- WORK INSTRUCTIONS: Edit the records below by changing every "I would be most grateful" to "I would appreciate it" and keeping all other text as it is. Leave the pictures out of your answer.

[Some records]
======

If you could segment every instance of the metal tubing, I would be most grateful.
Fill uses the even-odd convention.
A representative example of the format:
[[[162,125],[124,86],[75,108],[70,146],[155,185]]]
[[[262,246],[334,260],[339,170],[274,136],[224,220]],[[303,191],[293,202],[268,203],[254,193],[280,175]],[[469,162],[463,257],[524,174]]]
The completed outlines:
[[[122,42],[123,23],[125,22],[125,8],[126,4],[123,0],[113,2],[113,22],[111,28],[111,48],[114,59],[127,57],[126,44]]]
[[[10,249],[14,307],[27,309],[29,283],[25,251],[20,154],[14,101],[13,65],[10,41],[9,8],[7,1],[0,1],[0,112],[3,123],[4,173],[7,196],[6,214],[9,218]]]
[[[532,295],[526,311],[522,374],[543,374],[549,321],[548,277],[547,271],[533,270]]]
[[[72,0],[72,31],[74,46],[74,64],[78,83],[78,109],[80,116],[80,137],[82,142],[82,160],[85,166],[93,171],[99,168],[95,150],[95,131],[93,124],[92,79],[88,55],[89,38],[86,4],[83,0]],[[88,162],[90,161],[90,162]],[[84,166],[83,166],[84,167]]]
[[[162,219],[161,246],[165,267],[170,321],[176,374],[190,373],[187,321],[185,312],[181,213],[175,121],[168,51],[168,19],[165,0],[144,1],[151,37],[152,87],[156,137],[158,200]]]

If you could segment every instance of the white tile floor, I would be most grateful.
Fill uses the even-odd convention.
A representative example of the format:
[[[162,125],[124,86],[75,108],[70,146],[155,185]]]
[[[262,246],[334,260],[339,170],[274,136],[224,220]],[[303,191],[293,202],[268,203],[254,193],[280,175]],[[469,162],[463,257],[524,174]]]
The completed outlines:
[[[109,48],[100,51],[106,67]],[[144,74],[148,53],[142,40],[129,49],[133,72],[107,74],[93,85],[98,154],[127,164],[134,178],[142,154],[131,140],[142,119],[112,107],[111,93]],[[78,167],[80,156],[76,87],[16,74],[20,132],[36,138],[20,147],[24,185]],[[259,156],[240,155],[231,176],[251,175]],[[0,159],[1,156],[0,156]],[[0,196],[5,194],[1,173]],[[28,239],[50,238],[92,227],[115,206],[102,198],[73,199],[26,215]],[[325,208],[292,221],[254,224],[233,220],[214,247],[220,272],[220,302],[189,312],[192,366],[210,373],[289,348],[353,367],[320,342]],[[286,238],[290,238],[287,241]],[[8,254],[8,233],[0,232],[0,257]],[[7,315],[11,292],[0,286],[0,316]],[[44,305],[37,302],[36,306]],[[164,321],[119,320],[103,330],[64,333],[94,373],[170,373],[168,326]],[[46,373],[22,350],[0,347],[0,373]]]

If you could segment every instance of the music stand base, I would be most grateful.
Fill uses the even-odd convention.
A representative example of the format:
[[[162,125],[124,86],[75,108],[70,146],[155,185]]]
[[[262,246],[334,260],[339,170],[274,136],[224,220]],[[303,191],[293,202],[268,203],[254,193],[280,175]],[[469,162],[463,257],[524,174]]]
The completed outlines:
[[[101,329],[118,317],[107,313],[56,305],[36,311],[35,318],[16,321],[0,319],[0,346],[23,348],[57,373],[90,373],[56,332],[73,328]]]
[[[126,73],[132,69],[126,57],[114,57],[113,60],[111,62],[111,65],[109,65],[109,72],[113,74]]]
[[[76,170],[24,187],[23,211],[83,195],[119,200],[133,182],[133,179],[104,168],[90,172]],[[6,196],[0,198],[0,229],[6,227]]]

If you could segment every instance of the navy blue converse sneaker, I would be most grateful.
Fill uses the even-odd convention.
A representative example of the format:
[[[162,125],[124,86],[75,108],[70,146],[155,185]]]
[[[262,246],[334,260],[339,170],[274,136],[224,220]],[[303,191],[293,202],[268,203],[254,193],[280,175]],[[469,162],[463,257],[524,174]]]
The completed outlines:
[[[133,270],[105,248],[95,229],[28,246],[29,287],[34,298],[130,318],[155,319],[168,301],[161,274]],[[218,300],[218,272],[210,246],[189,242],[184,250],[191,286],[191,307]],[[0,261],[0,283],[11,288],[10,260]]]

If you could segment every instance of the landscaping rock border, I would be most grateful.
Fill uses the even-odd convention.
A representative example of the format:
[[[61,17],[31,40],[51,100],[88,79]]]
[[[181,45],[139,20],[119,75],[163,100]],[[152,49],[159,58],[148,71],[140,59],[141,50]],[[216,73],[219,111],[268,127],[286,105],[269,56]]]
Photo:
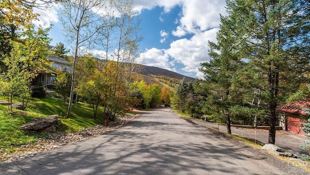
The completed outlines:
[[[139,115],[127,115],[119,120],[109,122],[108,127],[97,125],[76,132],[57,132],[50,133],[46,138],[37,139],[34,143],[19,146],[20,150],[14,153],[3,153],[3,148],[0,149],[0,164],[33,156],[38,153],[102,135],[122,127]]]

======

- ANSWER:
If you could segment every instance of the metal tubing, I would appreciate it.
Fill uses the even-odd convention.
A representative example of the format:
[[[162,125],[124,86],[75,108],[70,146],[155,185]]]
[[[262,246],[334,260],[339,170],[274,136],[224,220]],[[303,191],[293,202],[268,203],[254,193],[280,175]],[[469,162],[463,257],[524,174]]]
The completed outlines:
[[[122,42],[123,23],[125,22],[125,8],[126,4],[123,0],[113,2],[113,22],[111,28],[111,48],[114,59],[127,57],[126,44]]]
[[[10,249],[14,307],[27,309],[29,283],[25,251],[20,154],[14,101],[13,65],[10,41],[9,8],[7,1],[0,1],[0,112],[3,123],[4,173],[7,196],[6,214],[9,218]]]
[[[532,295],[526,311],[522,374],[543,374],[549,321],[548,277],[547,271],[533,270]]]
[[[72,0],[72,31],[74,46],[74,64],[78,83],[78,109],[80,116],[80,137],[82,142],[82,160],[85,166],[93,171],[99,168],[95,150],[95,131],[93,124],[92,79],[88,55],[89,38],[86,4],[83,0]],[[88,162],[90,161],[90,162]],[[84,166],[83,166],[84,167]]]
[[[162,219],[161,246],[165,267],[170,321],[176,374],[190,373],[187,321],[185,312],[181,213],[175,121],[168,51],[168,19],[165,0],[144,1],[151,37],[152,87],[156,137],[158,200]]]

If you could segment every instance of the white tile floor, I would appreciate it.
Fill uses the even-odd convention.
A representative example of the format:
[[[162,125],[124,86],[75,108],[70,146],[155,185]]]
[[[262,246],[334,260],[339,170],[274,136],[224,220]],[[303,191],[293,202],[268,203],[254,193],[280,175]],[[469,162],[463,257],[524,174]]]
The completed outlines:
[[[109,48],[100,51],[106,67]],[[144,74],[148,53],[142,40],[129,49],[133,72],[107,74],[93,85],[98,154],[127,164],[134,178],[142,154],[131,140],[142,119],[112,107],[111,93]],[[78,167],[80,156],[76,87],[16,74],[20,132],[36,138],[20,147],[24,185]],[[259,156],[240,155],[231,176],[251,175]],[[0,159],[1,156],[0,156]],[[0,196],[5,194],[1,173]],[[28,239],[50,238],[92,227],[115,206],[102,198],[73,199],[26,215]],[[325,208],[292,221],[254,224],[233,220],[214,247],[220,272],[220,302],[189,312],[192,366],[210,373],[289,348],[353,367],[320,342]],[[286,238],[290,238],[287,241]],[[8,254],[8,233],[0,232],[0,257]],[[7,315],[11,292],[0,286],[0,316]],[[44,305],[37,302],[36,306]],[[164,321],[119,320],[103,330],[64,333],[94,373],[170,373],[168,326]],[[46,373],[22,350],[0,347],[0,373]]]

If you could segment every instance of the music stand base, I would appreciate it.
Fill uses the even-odd convention.
A representative example of the format:
[[[162,125],[124,86],[75,108],[70,146],[155,185]]]
[[[262,246],[334,260],[339,170],[274,136],[224,220]],[[303,191],[293,202],[268,203],[254,193],[280,175]],[[469,162],[463,257],[524,174]]]
The completed outlines:
[[[101,329],[118,317],[107,313],[56,305],[36,311],[35,318],[16,321],[0,319],[0,346],[23,348],[57,373],[90,373],[56,332],[73,328]]]
[[[126,73],[132,69],[126,57],[114,57],[113,60],[111,62],[111,65],[109,65],[109,72],[113,74]]]
[[[76,170],[24,187],[23,211],[83,195],[119,200],[133,182],[133,179],[104,168],[90,172]],[[6,196],[0,198],[0,229],[6,227]]]

If you could segment every instance of the navy blue converse sneaker, I would appreciate it.
Fill uses the even-odd convention.
A representative example of the format:
[[[162,125],[124,86],[75,108],[70,146],[155,185]]]
[[[262,246],[334,260],[339,170],[274,136],[224,220]],[[303,191],[293,202],[268,203],[254,193],[280,175]],[[469,162],[463,257],[524,174]]]
The completed outlines:
[[[133,270],[105,248],[95,229],[28,246],[29,287],[34,298],[130,318],[155,319],[168,301],[161,274]],[[218,300],[218,272],[210,246],[189,242],[184,250],[191,286],[191,307]],[[0,261],[0,283],[11,288],[10,260]]]

If you could segment every instance of the landscaping rock border, I would appreciate it.
Fill uses the even-odd convention.
A representative example of the format:
[[[61,17],[31,40],[51,100],[88,79]]]
[[[181,45],[139,20],[119,75],[163,100]],[[152,49],[159,58],[148,71],[140,59],[141,50]],[[216,73],[219,111],[268,127],[286,105],[269,56]]]
Photo:
The completed outlines:
[[[139,115],[127,115],[119,120],[109,122],[108,127],[97,125],[76,132],[57,132],[50,133],[46,138],[37,139],[34,143],[19,146],[20,150],[14,153],[3,153],[3,148],[0,149],[0,164],[33,156],[38,153],[102,135],[122,127]]]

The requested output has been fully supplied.